### What to work on
From the listing below, copy out each line that contains the string "beard". Treat the match as case-sensitive.

### Extracted entries
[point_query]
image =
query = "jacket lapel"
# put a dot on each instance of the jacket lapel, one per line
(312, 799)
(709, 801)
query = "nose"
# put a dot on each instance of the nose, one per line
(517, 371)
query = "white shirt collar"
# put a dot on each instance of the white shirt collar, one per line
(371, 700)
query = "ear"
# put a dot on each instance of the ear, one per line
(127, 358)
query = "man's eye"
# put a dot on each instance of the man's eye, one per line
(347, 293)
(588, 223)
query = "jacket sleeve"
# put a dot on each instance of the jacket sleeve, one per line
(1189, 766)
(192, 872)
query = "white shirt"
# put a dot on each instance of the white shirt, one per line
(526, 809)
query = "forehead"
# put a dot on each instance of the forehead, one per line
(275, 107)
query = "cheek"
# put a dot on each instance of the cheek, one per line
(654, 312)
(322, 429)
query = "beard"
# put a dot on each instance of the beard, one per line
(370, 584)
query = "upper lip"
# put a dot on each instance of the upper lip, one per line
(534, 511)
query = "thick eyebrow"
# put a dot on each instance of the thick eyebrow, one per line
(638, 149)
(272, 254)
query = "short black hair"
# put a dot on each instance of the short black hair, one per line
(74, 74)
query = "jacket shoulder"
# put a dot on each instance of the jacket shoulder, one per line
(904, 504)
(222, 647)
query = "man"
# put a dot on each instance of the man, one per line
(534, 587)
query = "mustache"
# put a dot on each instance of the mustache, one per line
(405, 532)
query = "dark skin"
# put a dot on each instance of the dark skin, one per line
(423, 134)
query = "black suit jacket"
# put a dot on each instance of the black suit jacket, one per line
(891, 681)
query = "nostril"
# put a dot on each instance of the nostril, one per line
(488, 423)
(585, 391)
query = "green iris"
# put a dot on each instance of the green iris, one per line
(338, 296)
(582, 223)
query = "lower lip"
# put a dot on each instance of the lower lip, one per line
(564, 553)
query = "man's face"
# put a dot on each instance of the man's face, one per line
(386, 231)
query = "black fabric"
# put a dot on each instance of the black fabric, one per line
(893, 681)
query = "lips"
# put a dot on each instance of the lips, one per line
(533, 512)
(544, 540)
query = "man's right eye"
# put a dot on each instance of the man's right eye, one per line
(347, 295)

### Response below
query = "beard"
# put a dot on each instance of the beard, one per line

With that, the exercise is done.